___ Provided data ___

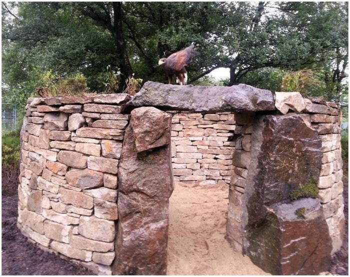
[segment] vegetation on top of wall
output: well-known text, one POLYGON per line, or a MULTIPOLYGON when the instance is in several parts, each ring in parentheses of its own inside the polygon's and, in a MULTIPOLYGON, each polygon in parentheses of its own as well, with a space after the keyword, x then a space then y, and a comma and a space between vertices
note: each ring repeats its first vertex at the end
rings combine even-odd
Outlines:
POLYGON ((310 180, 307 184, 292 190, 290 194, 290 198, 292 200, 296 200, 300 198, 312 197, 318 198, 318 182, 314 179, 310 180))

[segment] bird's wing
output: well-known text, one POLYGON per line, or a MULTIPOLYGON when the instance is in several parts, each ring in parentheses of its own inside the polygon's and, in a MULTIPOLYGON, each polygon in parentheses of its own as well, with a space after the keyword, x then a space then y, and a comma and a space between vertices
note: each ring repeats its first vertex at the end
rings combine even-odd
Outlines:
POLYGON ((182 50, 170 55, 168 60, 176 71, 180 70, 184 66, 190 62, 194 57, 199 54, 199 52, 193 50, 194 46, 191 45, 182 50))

___
___ Provided data ___

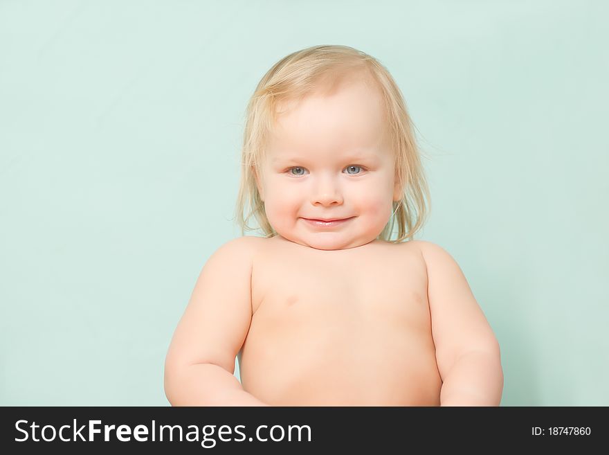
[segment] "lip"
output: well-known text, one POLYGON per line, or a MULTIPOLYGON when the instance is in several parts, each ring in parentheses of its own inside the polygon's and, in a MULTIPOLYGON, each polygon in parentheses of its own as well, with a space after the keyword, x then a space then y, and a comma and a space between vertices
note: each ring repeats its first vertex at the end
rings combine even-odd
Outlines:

___

- The exercise -
Please rewrite everything in the listing above, from the line containing "[segment] vegetation on top of wall" down to the line containing "POLYGON ((310 180, 307", as a numbered list, with both of those lines included and any blank lines left out.

- The response -
1. [segment] vegetation on top of wall
2. output: well-known text, one POLYGON per line, or a MULTIPOLYGON when the instance is in several parts, each ring in parentheses of its own inside the polygon's and, in a MULTIPOLYGON, each polygon in parentheses of its own as well, with a space after the keyword, x then a space then y, and a comma and a space between vertices
3. note: each ring repeats its first vertex at the end
4. rings combine even-odd
5. Outlines:
6. POLYGON ((310 180, 307 184, 292 190, 290 194, 290 198, 292 200, 296 200, 300 198, 312 197, 318 198, 318 182, 314 179, 310 180))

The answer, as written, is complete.